19. April 2024

Lost in Leipzig

Läufer benötigen keine Gesprächstherapie und müssen nicht einmal einen Psychotest ausfüllen, um sich selbst besser kennenzulernen. Sie müssen nur auf den letzten zehn Kilometer eines Marathons tief in sich hineinhorchen. Wie stark ist der Wille, wie gut ist die Kondition? Und vor allem: Will ich das überhaupt, was ich hier gerade mache? Ich habe mich heute zwischen Kilometer 32 und 41 von einer Seite kennengelernt, die ich bisher noch nicht so gut kannte. Und ich ziehe meine Konsequenzen. Welche? Abwarten.

Beste Laune zur Hälfte des Marathons - hier noch mit Tuch. Foto: Laufszene Sachsen
Beste Laune zur Hälfte des Marathons – hier noch mit Tuch. Foto: Laufszene Sachsen

Vorweg: Leipzig ist eine interessante, aufregende Stadt, der Marathon-Kurs nicht ganz flach, aber abwechslungsreich und spannend. Rund 800 Leutchen laufen mit mir nahe der Red-Bull-Arena bei wirklich tollem Laufwetter los – geradezu eine Dorfveranstaltung, verglichen mit meinen letzten Läufen z.B. in Hamburg oder Rotterdam. Kein Gedrängel im Feld – leider auch kaum auf der anderen Seite der Absperrung. Immerhin: Die wenigen Zuschauer geben alles, die vielen Helfer und Ordner erst recht. Sympathisches Völkchen.

▶ [AUFGABE]
Führe den Bericht über den Leipzig-Marathon weiter, anschließend an den Satz „Sympathisches Völkchen.“

▶ [BEREITGESTELLTE LISTE]
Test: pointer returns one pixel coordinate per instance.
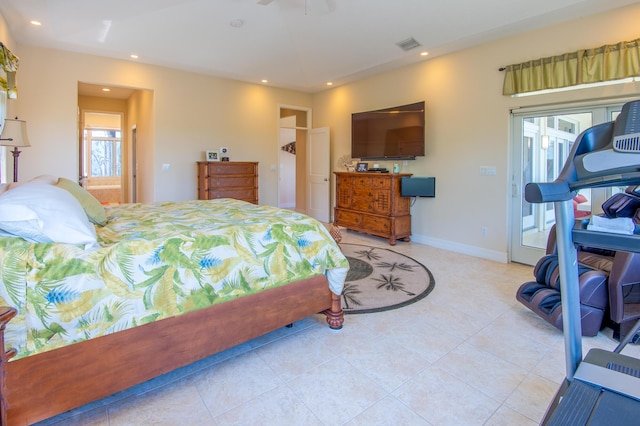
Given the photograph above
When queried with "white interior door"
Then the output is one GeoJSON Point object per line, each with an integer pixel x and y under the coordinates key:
{"type": "Point", "coordinates": [318, 169]}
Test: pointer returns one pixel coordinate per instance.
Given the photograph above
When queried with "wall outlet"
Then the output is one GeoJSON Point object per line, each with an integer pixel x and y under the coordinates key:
{"type": "Point", "coordinates": [487, 171]}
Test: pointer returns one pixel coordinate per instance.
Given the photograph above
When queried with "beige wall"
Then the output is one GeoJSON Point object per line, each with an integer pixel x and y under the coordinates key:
{"type": "Point", "coordinates": [193, 113]}
{"type": "Point", "coordinates": [468, 122]}
{"type": "Point", "coordinates": [468, 125]}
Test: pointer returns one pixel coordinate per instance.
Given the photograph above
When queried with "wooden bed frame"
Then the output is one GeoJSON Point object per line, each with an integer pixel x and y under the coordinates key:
{"type": "Point", "coordinates": [40, 386]}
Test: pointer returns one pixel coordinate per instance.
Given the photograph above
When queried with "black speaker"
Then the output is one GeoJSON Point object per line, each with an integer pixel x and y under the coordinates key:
{"type": "Point", "coordinates": [418, 187]}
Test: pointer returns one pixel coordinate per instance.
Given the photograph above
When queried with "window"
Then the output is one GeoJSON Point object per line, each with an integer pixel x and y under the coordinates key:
{"type": "Point", "coordinates": [103, 148]}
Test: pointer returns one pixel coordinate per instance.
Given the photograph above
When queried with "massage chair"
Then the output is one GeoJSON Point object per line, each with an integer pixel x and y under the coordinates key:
{"type": "Point", "coordinates": [608, 282]}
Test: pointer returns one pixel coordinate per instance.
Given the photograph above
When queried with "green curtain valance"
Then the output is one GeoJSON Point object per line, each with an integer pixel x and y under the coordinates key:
{"type": "Point", "coordinates": [605, 63]}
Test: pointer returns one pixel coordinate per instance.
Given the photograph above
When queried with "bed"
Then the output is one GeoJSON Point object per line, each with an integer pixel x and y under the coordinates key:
{"type": "Point", "coordinates": [138, 290]}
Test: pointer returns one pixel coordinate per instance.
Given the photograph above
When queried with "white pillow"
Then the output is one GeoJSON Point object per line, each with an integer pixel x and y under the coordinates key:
{"type": "Point", "coordinates": [40, 212]}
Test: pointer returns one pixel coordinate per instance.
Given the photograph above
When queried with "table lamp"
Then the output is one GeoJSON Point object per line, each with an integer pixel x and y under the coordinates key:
{"type": "Point", "coordinates": [14, 133]}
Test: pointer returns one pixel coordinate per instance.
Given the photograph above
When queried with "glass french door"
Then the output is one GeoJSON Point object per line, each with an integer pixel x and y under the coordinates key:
{"type": "Point", "coordinates": [541, 142]}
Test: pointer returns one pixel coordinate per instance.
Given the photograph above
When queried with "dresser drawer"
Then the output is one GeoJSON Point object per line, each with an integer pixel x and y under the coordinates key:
{"type": "Point", "coordinates": [347, 218]}
{"type": "Point", "coordinates": [362, 204]}
{"type": "Point", "coordinates": [362, 191]}
{"type": "Point", "coordinates": [362, 182]}
{"type": "Point", "coordinates": [377, 224]}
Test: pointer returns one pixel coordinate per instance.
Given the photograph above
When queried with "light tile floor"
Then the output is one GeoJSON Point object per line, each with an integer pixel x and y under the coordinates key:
{"type": "Point", "coordinates": [468, 354]}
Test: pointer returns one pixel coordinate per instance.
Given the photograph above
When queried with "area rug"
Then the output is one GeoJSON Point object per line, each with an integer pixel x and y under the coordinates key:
{"type": "Point", "coordinates": [380, 279]}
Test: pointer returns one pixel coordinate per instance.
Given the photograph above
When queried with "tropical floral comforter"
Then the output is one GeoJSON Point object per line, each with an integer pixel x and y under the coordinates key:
{"type": "Point", "coordinates": [157, 261]}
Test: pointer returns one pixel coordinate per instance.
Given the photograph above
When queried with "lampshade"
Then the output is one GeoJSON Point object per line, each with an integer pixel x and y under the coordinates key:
{"type": "Point", "coordinates": [14, 133]}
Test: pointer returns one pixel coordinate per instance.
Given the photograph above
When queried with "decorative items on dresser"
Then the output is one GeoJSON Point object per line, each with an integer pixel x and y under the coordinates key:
{"type": "Point", "coordinates": [371, 203]}
{"type": "Point", "coordinates": [228, 179]}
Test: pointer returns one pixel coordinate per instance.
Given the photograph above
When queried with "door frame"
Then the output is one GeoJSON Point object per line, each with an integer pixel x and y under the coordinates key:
{"type": "Point", "coordinates": [600, 111]}
{"type": "Point", "coordinates": [300, 175]}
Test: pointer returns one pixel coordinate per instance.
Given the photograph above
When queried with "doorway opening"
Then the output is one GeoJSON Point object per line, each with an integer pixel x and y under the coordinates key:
{"type": "Point", "coordinates": [541, 143]}
{"type": "Point", "coordinates": [115, 142]}
{"type": "Point", "coordinates": [292, 152]}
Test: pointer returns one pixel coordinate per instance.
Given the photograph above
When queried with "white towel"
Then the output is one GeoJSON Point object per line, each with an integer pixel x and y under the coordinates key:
{"type": "Point", "coordinates": [618, 225]}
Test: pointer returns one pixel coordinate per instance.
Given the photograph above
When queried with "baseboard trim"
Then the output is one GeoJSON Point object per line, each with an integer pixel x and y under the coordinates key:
{"type": "Point", "coordinates": [480, 252]}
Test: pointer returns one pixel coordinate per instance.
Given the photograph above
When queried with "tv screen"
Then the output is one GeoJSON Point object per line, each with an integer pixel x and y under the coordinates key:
{"type": "Point", "coordinates": [390, 133]}
{"type": "Point", "coordinates": [418, 186]}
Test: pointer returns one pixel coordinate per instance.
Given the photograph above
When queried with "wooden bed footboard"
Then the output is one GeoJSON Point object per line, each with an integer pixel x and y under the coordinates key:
{"type": "Point", "coordinates": [41, 386]}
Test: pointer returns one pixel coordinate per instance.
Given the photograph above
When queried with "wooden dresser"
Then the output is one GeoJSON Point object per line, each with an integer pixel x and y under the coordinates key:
{"type": "Point", "coordinates": [227, 179]}
{"type": "Point", "coordinates": [371, 203]}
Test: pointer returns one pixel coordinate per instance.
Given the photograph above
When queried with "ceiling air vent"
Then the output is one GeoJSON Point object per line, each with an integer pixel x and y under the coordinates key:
{"type": "Point", "coordinates": [408, 44]}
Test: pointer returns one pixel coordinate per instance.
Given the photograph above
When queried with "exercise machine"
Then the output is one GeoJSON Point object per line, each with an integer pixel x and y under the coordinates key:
{"type": "Point", "coordinates": [604, 388]}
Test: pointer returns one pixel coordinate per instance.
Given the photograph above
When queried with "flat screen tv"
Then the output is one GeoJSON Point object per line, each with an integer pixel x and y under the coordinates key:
{"type": "Point", "coordinates": [388, 134]}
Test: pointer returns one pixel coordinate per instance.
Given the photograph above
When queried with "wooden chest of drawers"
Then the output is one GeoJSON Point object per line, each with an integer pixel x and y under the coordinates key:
{"type": "Point", "coordinates": [228, 179]}
{"type": "Point", "coordinates": [371, 203]}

▶ [ANTWORT]
Ich fühl‘ mich richtig gut, renne mit einem Dauerlächeln am Neuen Rathaus und am Völkerschlachtdenkmal vorbei, gucke alle drei Kilometer auf die Uhr. Ab und zu lasse ich mich mit einer kleinen Gruppe treiben, oft bin ich aber ganz allein. Links von mir/uns steht nach ungefähr zehn Kilometern das Bruno-Plache-Stadion, in dem früher der VfB Leipzig, heute Lok Leipzig kickt. Quasi der Gegenpol zu Red Bull, äh, Rasenballdingsda Leipzig. Wem ich als Fußballromantiker näher stehe, muss ich wohl nicht extra erwähnen.

Weiter geht’s durch Marienbrunn. Links Plattenbauen, rechts eine Party mit Duschgelegenheit. „Nachher gern“, rufe ich dem Mann an der Brause zu. Die nächsten Kilometer verlaufen unspektakulär. Ich bin jetzt schon gespannt, wie es mir an gleicher Stelle wohl auf der zweiten Runde ergehen wird, bin aber noch sehr optmistisch. Die Hälfte ist vorm Sportforum geschafft – au weia, ich passiere die Halbmarathonmarke in 1:39:57. Zwei Minuten schneller als geplant. Das rächt sich gern – aber noch fühlen sich meine Knochen super an.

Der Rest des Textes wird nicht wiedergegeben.